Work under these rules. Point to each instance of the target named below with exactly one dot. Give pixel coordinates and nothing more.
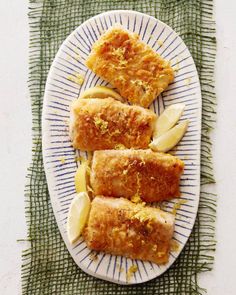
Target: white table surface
(15, 134)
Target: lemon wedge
(100, 92)
(168, 119)
(169, 139)
(78, 215)
(81, 177)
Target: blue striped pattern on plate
(59, 156)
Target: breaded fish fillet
(126, 173)
(105, 123)
(139, 73)
(120, 227)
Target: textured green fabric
(47, 265)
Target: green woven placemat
(47, 265)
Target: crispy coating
(105, 123)
(126, 173)
(139, 73)
(120, 227)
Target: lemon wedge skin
(101, 92)
(169, 139)
(78, 215)
(168, 119)
(81, 178)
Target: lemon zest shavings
(77, 78)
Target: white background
(15, 145)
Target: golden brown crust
(124, 173)
(120, 227)
(105, 123)
(139, 73)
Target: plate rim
(44, 132)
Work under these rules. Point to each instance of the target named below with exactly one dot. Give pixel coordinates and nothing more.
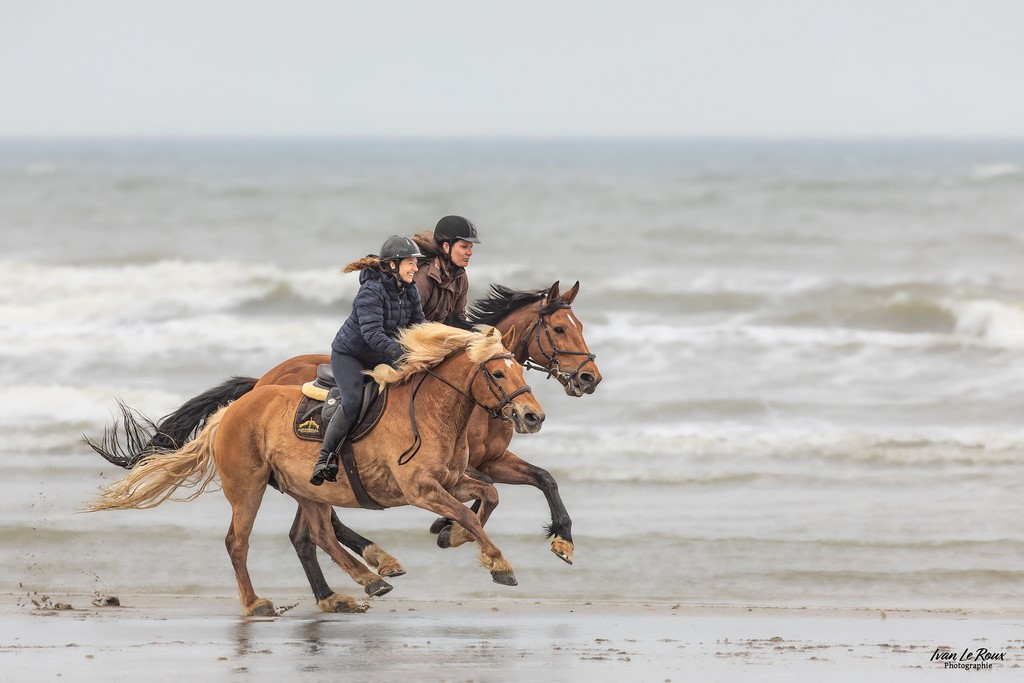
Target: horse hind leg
(432, 497)
(514, 470)
(316, 516)
(375, 556)
(243, 516)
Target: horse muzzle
(578, 384)
(526, 420)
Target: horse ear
(552, 293)
(508, 339)
(570, 295)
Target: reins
(552, 369)
(496, 390)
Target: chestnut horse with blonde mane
(549, 338)
(252, 439)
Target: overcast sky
(450, 68)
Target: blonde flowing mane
(429, 343)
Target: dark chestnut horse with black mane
(548, 338)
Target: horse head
(556, 341)
(499, 385)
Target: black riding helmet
(451, 228)
(396, 248)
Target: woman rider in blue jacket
(386, 302)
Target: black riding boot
(327, 466)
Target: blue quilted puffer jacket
(381, 308)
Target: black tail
(143, 437)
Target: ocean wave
(993, 171)
(701, 454)
(166, 290)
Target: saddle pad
(313, 391)
(310, 423)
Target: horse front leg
(509, 468)
(432, 497)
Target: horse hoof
(392, 571)
(504, 578)
(341, 604)
(439, 524)
(261, 607)
(563, 549)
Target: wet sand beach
(171, 637)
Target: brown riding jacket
(443, 291)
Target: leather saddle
(321, 400)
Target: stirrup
(325, 471)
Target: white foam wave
(990, 171)
(32, 294)
(702, 454)
(990, 322)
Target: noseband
(552, 369)
(498, 412)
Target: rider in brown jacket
(441, 279)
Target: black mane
(505, 300)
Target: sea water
(813, 387)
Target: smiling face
(407, 268)
(460, 251)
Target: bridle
(552, 369)
(497, 412)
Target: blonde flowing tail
(156, 478)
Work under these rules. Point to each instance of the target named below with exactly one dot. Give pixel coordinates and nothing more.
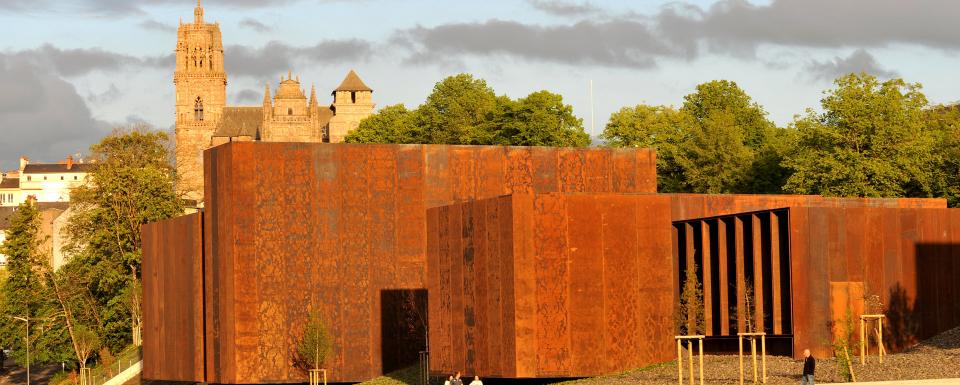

------

Render all of the material above as a JSON list of strings, one string per line, with blank lines and pictures left out.

[
  "Work under these rules. Point to each instance of the target named below with exactly one dot. Give pixel coordinates and nothing more.",
  "Target: white table surface",
  "(15, 134)",
  "Target: lemon wedge",
  "(100, 92)",
  "(168, 119)",
  "(169, 139)",
  "(78, 215)",
  "(81, 177)",
  "Target: blue striped pattern on plate",
  "(59, 156)",
  "Target: breaded fish fillet",
  "(126, 173)",
  "(105, 123)",
  "(139, 73)",
  "(120, 227)",
  "Target: textured green fabric",
  "(47, 265)",
  "Target: green woven placemat",
  "(47, 265)",
  "Target: crispy coating",
  "(105, 123)",
  "(126, 173)",
  "(139, 73)",
  "(120, 227)",
  "Target: lemon wedge skin",
  "(101, 92)",
  "(169, 139)",
  "(78, 215)",
  "(168, 119)",
  "(81, 178)",
  "Target: lemon zest shavings",
  "(77, 78)",
  "Target: white background",
  "(15, 145)",
  "Target: golden brown crust",
  "(124, 173)",
  "(120, 227)",
  "(105, 123)",
  "(139, 73)",
  "Target: plate rim",
  "(44, 132)",
  "Work under these rules. Point to each instance of the target named below with exactly one dot. Give pixel coordinates and nothing more.",
  "Target: horse hind leg",
  "(432, 497)",
  "(514, 470)",
  "(316, 516)",
  "(375, 556)",
  "(243, 516)",
  "Target: horse muzzle",
  "(578, 384)",
  "(526, 420)",
  "Target: horse ear",
  "(552, 293)",
  "(508, 339)",
  "(570, 295)",
  "Target: reins",
  "(552, 369)",
  "(496, 390)",
  "Target: chestnut horse with blonde mane",
  "(549, 338)",
  "(252, 439)",
  "Target: overcast sky",
  "(450, 68)",
  "Target: blonde flowing mane",
  "(429, 343)",
  "Target: dark chestnut horse with black mane",
  "(548, 338)",
  "Target: horse head",
  "(556, 341)",
  "(499, 385)",
  "Target: black riding helmet",
  "(451, 228)",
  "(396, 248)",
  "Target: woman rider in blue jacket",
  "(386, 302)",
  "Target: black riding boot",
  "(327, 466)",
  "Target: blue quilted puffer jacket",
  "(381, 308)",
  "Target: black tail",
  "(143, 437)",
  "Target: ocean wave",
  "(993, 171)",
  "(701, 454)",
  "(166, 290)",
  "Target: saddle pad",
  "(313, 391)",
  "(310, 423)",
  "Target: horse front leg",
  "(509, 468)",
  "(432, 497)",
  "Target: horse hoof",
  "(392, 571)",
  "(504, 578)",
  "(341, 604)",
  "(439, 524)",
  "(261, 607)",
  "(563, 549)",
  "Target: wet sand beach",
  "(171, 637)",
  "Target: brown riding jacket",
  "(443, 291)",
  "Target: leather saddle",
  "(321, 400)",
  "Target: stirrup",
  "(325, 471)",
  "Target: white foam wave",
  "(990, 171)",
  "(32, 294)",
  "(702, 454)",
  "(990, 322)",
  "Target: noseband",
  "(552, 369)",
  "(498, 412)",
  "Target: rider in brown jacket",
  "(441, 279)",
  "Target: black mane",
  "(505, 300)",
  "Target: sea water",
  "(813, 387)",
  "Target: smiling face",
  "(407, 268)",
  "(460, 251)",
  "Target: bridle",
  "(552, 369)",
  "(497, 412)",
  "Target: blonde flowing tail",
  "(156, 478)",
  "Work under these rules. Point to each instance of the target named below with exactly one dot. Give pixel coordinates and nothing more."
]